Secara normatif dan kondisi pasar normal, maka harga akan stabil mencapai keseimbangan apabila pasokan mencukupi. Hukum positif fakta lapangan menunjukkan hal yang berbeda. Telah terjadi "anomali" harga beras di tingkat konsumen dan disparitas harga yang tinggi di produsen dan konsumen.
Anomali harga dapat dilihat dari data pasokan beras dan harga di konsumen secara bulanan lima tahun terakhir. Pasokan beras bulanan berfluktuasi sesuai musim produksi, sedangkan harga beras di konsumen selalu naik akibat berbagai faktor ekonomi dan nonekonomi lainnya. Pasokan tidak berkorelasi dengan harga beras.
Hal ini berarti produksi yang tinggi (sesuai ARAM-II BPS 2015) ternyata tidak mengalir secara baik sampai ke konsumen. Kondisi ini sudah berlangsung lama dan menjadi masalah klasik yang orang menyebut "anomali pasar pangan", namun sampai sekarang belum ada solusi yang mujarab.
Selanjutnya, harga gabah di petani Rp3.700 per kg GKP (memakai harga HPP) bila dikonversi dan ditambah biaya olah menjadi beras setara Rp6.359 per kg, namun ternyata harga beras di konsumen berkisar Rp10.172 per kg. Hal ini menunjukkan ada disparitas harga tidak wajar, yang mengindikasikan ada masalah pada aspek distribusi, sistem logistik, tata niaga, struktur dan perilaku pasar. Semestinya disparitas harga dan anomali pasar ini menjadi fokus penyelesaian masalah.
Anomali harga beras, disparitas harga maupun anomali pasar yang kronis ini, sudah waktunya dirombak sehingga menjadi struktur pasar yang baru yang lebih berkeadilan. Adil dalam arti setiap pelaku antara produsen, pedagang dan konsumen saling menikmati manfaat.
Sumber resmi data BPS ARAM-II 2015 bahwa produksi padi 2015 sebesar 74,9 juta ton atau naik 5,85 persen, jagung naik 4,34 persen, kedelai 2,93 persen dibandingkan 2014. Sesuai peraturan, lembaga resmi BPS merilis data semestinya menjadi pijakan bersama. Bila data pangan dari BPS diragukan, sama halnya meragukan seluruh data yang ada di BPS, mengingat seluruh data disusun dengan prosedur dan pedoman standar baku serta diolah dengan metode yang teruji di BPS.

Daftar Catatan:
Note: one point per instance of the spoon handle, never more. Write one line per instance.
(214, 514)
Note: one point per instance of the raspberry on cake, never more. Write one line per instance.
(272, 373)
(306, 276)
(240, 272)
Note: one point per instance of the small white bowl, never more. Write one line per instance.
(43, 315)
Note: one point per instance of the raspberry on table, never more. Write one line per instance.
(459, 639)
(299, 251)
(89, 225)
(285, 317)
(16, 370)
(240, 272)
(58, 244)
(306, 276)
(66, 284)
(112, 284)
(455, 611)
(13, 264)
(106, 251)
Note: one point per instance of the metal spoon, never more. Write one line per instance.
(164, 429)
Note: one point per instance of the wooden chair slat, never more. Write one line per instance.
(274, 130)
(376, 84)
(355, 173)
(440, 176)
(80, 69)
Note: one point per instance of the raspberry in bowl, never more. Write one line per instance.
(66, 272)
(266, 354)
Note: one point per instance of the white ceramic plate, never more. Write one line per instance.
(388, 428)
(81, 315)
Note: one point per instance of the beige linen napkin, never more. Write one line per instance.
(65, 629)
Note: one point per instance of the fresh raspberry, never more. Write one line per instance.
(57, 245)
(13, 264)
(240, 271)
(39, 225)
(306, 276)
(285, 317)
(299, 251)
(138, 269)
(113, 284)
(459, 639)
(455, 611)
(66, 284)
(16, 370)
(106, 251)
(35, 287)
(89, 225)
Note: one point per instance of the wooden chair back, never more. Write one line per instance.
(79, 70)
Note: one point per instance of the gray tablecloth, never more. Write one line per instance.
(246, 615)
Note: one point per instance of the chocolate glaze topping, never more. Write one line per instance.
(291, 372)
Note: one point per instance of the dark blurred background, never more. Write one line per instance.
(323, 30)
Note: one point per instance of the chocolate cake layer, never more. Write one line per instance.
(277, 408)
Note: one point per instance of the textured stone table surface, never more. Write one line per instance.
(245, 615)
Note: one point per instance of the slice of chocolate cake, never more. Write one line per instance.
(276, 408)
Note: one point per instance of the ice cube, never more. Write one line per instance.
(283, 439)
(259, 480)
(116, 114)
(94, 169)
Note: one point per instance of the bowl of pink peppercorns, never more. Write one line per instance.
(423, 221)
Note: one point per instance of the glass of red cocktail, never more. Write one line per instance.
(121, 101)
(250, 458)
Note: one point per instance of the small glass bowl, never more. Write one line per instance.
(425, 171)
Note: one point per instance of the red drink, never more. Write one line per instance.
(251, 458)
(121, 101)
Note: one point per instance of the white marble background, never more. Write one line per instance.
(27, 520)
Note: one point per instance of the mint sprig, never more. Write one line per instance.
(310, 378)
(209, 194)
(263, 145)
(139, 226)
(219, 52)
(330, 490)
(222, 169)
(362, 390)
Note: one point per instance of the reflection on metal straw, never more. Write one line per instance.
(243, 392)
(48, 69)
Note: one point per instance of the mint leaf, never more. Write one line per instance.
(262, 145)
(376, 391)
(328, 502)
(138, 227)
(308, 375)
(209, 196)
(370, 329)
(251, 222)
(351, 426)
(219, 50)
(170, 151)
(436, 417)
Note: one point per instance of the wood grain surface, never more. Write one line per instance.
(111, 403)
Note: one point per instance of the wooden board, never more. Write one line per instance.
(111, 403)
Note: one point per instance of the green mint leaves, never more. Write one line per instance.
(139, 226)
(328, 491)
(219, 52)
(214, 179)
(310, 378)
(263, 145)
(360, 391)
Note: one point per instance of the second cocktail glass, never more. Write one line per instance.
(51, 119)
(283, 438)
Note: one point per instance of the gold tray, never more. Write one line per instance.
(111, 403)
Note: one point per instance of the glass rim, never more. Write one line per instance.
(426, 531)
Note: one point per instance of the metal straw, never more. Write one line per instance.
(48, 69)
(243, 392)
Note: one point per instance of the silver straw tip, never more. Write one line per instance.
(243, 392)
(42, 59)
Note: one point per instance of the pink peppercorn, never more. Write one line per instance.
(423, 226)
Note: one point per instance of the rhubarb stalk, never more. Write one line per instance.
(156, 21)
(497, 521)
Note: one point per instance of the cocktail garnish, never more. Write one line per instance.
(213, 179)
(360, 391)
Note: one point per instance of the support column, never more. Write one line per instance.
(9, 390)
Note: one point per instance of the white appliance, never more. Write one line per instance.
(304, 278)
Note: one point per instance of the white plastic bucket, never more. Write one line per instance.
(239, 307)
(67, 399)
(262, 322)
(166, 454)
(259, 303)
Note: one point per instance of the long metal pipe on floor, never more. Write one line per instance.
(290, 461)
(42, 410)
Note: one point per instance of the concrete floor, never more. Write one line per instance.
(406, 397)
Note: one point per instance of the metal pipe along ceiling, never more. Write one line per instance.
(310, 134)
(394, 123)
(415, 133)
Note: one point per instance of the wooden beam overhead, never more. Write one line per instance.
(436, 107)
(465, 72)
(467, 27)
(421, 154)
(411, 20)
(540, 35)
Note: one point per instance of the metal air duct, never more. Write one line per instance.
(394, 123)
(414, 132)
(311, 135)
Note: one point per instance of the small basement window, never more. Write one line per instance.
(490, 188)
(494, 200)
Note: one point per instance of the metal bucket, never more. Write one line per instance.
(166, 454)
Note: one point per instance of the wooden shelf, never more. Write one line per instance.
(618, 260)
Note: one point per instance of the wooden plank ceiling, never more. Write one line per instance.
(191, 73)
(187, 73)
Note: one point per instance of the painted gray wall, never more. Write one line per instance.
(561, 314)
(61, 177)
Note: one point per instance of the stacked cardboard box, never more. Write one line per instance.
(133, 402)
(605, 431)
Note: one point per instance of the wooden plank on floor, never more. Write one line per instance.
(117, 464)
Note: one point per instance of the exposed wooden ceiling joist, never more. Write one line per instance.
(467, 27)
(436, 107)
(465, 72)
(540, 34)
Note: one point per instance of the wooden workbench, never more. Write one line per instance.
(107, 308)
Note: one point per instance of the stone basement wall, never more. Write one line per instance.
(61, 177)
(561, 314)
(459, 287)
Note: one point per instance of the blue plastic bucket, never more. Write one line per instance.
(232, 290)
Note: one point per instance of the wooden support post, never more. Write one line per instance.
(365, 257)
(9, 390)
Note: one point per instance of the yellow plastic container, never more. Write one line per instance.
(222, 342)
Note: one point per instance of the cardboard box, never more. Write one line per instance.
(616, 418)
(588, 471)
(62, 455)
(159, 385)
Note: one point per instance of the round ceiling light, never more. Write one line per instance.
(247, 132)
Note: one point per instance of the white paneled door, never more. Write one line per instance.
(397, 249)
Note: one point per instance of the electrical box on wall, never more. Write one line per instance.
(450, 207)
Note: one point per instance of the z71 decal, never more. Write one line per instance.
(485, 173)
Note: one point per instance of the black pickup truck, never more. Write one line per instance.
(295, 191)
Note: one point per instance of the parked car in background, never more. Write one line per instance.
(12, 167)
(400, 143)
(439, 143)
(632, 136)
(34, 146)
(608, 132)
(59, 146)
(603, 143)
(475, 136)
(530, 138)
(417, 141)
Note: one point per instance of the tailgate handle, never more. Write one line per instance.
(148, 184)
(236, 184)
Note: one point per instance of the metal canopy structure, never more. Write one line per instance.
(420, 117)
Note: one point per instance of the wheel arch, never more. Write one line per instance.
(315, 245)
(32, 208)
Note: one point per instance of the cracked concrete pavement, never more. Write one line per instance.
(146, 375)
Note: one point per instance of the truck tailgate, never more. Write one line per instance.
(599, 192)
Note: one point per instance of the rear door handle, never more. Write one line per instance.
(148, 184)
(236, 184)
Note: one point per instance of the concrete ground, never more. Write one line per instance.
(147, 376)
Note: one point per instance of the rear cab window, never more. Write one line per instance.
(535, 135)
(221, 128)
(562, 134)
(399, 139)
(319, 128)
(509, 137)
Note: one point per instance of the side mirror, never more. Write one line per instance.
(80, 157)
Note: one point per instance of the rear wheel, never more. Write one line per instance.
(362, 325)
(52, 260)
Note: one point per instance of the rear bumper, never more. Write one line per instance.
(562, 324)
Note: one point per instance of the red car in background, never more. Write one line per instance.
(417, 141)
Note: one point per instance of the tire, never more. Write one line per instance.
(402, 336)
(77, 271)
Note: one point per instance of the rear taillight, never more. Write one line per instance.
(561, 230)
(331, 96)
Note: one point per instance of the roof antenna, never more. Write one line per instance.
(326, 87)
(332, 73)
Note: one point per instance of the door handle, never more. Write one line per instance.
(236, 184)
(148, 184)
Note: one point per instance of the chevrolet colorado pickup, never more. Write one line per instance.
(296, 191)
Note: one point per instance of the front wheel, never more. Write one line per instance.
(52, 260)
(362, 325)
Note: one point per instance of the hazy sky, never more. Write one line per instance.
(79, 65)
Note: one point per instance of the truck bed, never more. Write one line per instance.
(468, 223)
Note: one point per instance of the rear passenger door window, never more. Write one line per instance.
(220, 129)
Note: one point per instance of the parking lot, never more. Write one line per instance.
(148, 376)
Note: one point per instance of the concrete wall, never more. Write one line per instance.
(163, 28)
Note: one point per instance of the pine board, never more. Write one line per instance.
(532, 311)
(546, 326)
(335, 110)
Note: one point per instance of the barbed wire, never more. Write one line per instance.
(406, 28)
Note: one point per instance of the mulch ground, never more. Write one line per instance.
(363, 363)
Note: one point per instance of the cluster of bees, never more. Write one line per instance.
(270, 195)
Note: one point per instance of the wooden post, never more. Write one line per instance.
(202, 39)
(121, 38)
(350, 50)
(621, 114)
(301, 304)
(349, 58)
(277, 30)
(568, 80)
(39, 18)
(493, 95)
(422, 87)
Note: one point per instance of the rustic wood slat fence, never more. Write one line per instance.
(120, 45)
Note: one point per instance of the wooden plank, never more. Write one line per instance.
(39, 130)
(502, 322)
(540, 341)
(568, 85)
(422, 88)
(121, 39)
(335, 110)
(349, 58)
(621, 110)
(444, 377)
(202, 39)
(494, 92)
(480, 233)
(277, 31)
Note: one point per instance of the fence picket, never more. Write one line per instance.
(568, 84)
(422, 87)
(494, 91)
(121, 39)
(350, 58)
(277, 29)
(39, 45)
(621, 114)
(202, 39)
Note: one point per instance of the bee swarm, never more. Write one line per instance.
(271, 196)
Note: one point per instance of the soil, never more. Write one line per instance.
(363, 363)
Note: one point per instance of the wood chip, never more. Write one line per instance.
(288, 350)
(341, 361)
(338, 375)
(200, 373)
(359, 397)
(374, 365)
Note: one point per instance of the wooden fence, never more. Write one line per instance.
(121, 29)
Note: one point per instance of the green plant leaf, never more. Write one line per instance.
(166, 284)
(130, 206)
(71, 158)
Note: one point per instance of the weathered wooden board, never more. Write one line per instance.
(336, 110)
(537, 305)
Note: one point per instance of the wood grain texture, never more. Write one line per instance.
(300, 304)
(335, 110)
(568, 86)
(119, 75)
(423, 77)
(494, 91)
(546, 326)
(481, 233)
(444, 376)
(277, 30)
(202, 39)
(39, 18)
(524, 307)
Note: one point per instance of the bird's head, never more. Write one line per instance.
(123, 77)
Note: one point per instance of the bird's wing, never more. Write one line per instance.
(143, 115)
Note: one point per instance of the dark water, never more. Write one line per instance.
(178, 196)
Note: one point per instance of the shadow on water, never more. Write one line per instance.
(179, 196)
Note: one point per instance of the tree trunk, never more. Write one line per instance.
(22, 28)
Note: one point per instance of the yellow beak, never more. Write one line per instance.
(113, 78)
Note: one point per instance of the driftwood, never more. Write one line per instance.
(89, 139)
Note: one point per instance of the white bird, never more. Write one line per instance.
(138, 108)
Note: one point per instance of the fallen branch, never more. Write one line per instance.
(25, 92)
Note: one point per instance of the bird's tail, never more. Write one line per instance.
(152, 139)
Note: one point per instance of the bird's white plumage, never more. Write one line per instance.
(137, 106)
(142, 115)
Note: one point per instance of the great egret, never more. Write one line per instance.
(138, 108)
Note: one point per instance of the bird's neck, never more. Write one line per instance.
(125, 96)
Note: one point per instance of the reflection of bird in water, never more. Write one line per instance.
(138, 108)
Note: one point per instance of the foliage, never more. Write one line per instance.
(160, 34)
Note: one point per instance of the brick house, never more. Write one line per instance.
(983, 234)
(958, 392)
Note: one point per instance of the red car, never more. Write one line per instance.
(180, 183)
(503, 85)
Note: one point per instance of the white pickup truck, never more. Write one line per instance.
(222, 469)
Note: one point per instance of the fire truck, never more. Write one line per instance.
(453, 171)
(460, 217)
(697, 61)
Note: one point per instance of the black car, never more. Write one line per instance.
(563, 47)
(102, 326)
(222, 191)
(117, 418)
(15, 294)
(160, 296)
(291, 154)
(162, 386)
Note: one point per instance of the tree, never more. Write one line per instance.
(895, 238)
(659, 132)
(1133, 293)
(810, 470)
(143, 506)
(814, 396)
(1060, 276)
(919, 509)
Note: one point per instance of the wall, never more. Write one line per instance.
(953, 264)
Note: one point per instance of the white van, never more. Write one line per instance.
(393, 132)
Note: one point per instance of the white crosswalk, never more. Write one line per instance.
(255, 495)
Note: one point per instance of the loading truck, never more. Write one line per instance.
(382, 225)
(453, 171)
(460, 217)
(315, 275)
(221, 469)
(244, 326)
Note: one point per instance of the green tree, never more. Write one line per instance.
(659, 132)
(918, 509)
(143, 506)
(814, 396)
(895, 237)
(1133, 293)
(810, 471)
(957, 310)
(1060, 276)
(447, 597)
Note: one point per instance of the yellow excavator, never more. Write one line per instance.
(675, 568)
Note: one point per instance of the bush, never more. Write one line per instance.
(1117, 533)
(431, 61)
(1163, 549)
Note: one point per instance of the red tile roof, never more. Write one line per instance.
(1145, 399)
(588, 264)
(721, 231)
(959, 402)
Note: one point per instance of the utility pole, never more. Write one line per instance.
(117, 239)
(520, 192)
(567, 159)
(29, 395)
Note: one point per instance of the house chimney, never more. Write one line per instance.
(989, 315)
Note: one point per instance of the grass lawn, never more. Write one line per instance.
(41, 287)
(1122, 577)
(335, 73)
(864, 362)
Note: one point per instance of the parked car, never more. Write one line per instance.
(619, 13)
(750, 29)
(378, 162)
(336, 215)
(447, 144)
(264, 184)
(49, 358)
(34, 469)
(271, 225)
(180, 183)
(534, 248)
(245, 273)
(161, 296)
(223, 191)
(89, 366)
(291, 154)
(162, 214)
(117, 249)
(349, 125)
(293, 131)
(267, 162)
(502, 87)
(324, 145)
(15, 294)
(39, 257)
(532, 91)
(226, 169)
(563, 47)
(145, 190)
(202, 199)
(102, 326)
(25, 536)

Yang Dikerjakan:
1) Dalam teks tentang harga beras di atas, apa alasan penulis bahwa meragukan data pangan BPS sama saja dengan meragukan seluruh data BPS? Jawab dalam satu sampai tiga kalimat.
2) Pilih semua baris dalam catatan yang memuat kata "cardboard", lalu salin baris-baris itu.

Jawaban Tiap Tugas:
1) Seluruh data di BPS disusun dengan prosedur dan pedoman standar baku, lalu diolah dengan metode yang sudah teruji di BPS. Karena itu, data yang dirilis lembaga resmi ini semestinya menjadi pijakan bersama.

2)
Note: one point per instance of the stacked cardboard box, never more. Write one line per instance.
Note: one point per instance of the cardboard box, never more. Write one line per instance.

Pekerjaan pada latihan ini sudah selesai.